## [Given request]
Give back exactly the lines from the one containing "Point out the wrinkled" through the end of the records, including both, and no others.

── Dataset ──

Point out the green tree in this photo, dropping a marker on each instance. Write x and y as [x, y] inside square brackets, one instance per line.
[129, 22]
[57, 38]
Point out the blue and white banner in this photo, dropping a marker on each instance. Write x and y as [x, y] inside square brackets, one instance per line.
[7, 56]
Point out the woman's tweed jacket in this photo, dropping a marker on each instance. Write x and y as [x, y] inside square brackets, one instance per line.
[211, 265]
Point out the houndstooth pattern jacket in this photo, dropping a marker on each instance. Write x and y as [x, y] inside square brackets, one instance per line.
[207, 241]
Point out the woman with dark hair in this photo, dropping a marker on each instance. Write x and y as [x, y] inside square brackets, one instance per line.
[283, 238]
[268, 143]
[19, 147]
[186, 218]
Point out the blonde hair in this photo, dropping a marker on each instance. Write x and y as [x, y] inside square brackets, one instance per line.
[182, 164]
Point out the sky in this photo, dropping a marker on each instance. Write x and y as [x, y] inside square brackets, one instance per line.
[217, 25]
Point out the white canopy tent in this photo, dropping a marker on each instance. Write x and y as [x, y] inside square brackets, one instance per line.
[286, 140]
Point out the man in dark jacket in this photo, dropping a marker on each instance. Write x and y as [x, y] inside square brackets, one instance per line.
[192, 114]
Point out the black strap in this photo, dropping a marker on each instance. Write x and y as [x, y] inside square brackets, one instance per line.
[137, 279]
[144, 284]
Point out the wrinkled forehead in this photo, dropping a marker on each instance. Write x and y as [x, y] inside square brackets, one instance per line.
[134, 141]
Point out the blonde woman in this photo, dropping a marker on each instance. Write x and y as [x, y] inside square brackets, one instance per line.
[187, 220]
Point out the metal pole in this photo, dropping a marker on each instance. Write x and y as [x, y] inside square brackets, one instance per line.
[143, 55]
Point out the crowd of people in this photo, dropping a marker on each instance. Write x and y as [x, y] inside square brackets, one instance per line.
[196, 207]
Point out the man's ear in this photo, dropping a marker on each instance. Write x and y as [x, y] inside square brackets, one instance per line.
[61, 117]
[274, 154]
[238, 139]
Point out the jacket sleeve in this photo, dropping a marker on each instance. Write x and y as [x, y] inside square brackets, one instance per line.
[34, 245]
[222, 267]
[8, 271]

───

## [Solution for this problem]
Point out the wrinkled forehead in this photo, dropping a marker on each instance. Write x and y as [x, y] inside square brackets, one instance per line.
[134, 141]
Point out the blonde woman in this photo, dropping a marker on each instance. Write x and y as [x, y] inside square brackets, one instance per line.
[187, 220]
Point out the metal pole in this photo, dropping a marker on each instance. Write x and y as [x, y] inside square brackets, one instance per line.
[143, 55]
Point out the crowd of people in this photo, dropping a marker on each instance. Write x and y as [x, y] inside square brackets, one instance per line.
[196, 207]
Point out the man's ear in this photo, dropping a marker on each instance. Write x and y as [x, y] inside square brackets, one instance per line.
[61, 117]
[274, 154]
[238, 139]
Point out the jacket sleeve in this photo, dropping a marker on each instance. Write x and y as [x, y] inside square brackets, one instance per line.
[34, 245]
[222, 267]
[8, 271]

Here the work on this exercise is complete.